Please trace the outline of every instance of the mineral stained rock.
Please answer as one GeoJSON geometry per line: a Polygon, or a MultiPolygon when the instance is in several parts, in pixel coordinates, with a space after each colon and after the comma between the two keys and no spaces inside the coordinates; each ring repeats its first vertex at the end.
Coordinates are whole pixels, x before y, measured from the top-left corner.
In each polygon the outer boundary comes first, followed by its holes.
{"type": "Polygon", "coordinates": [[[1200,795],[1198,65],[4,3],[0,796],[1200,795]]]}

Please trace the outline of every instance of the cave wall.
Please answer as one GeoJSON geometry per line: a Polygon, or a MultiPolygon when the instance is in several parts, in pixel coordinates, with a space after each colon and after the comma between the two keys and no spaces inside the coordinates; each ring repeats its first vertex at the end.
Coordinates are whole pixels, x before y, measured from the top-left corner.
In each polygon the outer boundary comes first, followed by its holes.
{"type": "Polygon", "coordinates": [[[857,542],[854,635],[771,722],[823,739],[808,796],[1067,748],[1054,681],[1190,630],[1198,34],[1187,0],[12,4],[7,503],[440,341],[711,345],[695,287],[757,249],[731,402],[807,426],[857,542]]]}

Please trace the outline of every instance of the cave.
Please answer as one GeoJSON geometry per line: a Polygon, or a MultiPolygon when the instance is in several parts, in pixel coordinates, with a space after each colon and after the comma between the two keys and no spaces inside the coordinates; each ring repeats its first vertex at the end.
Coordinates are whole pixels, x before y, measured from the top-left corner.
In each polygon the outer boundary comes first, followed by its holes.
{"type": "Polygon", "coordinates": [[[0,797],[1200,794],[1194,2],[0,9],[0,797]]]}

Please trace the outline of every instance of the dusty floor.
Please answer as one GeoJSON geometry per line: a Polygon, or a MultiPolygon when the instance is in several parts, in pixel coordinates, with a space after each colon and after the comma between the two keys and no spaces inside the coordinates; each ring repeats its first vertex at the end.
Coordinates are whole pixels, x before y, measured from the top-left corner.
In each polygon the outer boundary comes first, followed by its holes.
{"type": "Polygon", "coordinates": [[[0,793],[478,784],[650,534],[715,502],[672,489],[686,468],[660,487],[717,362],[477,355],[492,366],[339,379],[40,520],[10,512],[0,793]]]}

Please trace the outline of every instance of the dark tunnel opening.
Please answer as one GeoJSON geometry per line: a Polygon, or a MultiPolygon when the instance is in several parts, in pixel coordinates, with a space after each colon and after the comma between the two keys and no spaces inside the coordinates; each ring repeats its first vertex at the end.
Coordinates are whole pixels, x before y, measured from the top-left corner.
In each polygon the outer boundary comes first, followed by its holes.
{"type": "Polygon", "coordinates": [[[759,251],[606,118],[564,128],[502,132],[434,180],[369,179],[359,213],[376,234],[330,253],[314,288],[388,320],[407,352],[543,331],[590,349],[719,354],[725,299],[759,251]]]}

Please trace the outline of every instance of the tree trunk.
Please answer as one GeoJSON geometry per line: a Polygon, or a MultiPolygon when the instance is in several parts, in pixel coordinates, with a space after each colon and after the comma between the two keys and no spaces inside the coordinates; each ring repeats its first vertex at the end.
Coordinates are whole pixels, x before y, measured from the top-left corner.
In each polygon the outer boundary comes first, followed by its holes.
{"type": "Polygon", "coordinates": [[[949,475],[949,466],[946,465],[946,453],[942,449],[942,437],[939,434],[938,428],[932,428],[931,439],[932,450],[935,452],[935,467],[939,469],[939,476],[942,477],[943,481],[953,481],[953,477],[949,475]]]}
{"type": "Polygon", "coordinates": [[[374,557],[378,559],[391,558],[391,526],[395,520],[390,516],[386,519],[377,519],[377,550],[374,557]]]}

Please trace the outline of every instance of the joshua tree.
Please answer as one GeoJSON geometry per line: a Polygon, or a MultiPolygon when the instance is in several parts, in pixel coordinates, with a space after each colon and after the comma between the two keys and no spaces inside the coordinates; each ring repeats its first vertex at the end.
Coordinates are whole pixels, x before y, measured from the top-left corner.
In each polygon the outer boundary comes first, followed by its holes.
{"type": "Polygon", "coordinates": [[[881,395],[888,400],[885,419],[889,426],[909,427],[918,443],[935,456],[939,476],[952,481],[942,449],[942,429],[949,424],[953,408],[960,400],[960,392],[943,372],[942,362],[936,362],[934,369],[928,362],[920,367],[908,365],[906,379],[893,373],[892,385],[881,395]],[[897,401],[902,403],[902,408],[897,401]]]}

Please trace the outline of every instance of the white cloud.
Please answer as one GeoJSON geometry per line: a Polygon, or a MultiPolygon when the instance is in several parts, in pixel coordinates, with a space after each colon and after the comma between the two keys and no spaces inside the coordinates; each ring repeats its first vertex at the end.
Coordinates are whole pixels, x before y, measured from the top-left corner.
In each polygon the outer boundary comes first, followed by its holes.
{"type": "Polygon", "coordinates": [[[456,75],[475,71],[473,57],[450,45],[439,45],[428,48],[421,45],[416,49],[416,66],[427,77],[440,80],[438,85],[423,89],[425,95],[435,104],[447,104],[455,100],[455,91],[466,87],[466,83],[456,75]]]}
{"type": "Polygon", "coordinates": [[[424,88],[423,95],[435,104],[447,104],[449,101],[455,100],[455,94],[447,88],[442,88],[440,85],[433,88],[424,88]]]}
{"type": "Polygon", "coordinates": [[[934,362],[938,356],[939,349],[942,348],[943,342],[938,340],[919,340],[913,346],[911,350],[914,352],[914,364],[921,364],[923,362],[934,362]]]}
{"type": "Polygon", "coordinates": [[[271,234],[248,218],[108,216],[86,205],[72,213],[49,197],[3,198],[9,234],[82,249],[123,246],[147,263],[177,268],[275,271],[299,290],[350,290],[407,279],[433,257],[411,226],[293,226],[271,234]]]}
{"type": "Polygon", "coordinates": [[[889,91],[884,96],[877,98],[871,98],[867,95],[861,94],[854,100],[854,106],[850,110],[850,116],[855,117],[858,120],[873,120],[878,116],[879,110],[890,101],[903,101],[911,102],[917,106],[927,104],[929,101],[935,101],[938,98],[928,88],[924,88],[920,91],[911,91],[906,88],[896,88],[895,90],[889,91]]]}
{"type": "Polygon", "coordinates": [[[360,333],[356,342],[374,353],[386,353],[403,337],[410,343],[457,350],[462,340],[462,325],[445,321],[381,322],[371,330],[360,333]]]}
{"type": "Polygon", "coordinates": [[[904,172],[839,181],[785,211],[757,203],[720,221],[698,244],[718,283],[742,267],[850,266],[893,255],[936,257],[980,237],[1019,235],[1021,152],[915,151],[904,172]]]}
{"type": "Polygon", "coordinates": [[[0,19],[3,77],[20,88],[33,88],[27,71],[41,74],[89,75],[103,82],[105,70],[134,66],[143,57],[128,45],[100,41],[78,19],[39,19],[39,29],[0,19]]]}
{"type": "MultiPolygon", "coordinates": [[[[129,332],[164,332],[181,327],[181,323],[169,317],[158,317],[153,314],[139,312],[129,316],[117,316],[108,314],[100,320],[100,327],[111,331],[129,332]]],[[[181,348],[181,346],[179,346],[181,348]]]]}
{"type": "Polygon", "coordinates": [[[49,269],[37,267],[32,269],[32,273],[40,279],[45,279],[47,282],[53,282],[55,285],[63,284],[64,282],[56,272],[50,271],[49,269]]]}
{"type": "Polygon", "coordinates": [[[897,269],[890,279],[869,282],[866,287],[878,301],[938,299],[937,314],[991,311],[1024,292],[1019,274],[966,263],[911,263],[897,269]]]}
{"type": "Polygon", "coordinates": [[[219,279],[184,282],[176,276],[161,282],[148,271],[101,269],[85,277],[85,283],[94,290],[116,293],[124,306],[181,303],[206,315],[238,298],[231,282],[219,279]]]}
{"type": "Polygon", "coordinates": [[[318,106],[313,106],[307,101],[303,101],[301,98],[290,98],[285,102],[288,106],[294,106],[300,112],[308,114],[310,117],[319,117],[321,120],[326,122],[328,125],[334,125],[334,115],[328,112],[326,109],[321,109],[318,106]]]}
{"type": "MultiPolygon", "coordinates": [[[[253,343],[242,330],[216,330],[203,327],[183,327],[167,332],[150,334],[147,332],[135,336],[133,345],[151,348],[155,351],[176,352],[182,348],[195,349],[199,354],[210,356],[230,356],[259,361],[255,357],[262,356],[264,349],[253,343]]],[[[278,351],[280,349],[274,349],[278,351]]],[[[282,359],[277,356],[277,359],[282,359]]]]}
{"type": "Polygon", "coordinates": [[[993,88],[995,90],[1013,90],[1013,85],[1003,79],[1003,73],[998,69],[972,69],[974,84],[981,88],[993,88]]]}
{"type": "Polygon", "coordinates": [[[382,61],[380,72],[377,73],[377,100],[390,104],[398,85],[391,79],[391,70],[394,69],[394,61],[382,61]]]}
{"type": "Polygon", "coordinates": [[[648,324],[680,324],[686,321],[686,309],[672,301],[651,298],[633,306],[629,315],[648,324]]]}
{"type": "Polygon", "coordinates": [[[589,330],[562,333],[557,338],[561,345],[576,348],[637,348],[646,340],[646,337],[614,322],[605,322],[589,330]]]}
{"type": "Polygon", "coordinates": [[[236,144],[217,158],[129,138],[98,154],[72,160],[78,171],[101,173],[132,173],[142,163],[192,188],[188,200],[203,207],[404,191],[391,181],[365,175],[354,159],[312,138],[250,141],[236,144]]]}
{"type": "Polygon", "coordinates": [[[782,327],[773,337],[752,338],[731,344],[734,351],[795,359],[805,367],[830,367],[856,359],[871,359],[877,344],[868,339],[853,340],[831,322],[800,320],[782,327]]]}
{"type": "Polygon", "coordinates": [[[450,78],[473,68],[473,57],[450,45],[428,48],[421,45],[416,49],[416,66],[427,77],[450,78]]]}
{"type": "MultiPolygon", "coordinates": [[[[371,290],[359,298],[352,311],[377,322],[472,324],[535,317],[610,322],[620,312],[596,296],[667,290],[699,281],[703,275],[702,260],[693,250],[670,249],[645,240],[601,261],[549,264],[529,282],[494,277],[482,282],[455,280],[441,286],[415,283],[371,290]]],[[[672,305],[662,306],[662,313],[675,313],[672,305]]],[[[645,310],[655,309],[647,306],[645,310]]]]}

++++++++++

Among the lines above, find those that contain the word "outline" and copy them.

Result for this task —
Please trace the outline of every instance of the mineral stained rock.
Please trace the outline of every instance of the cave wall.
Please trace the outline of every instance of the cave.
Please trace the outline of every instance of the dusty floor.
Please trace the outline of every instance of the dark tunnel opening.
Please trace the outline of every instance of the tree trunk.
Please trace the outline of every instance of the joshua tree.
Please trace the outline of every instance of the white cloud.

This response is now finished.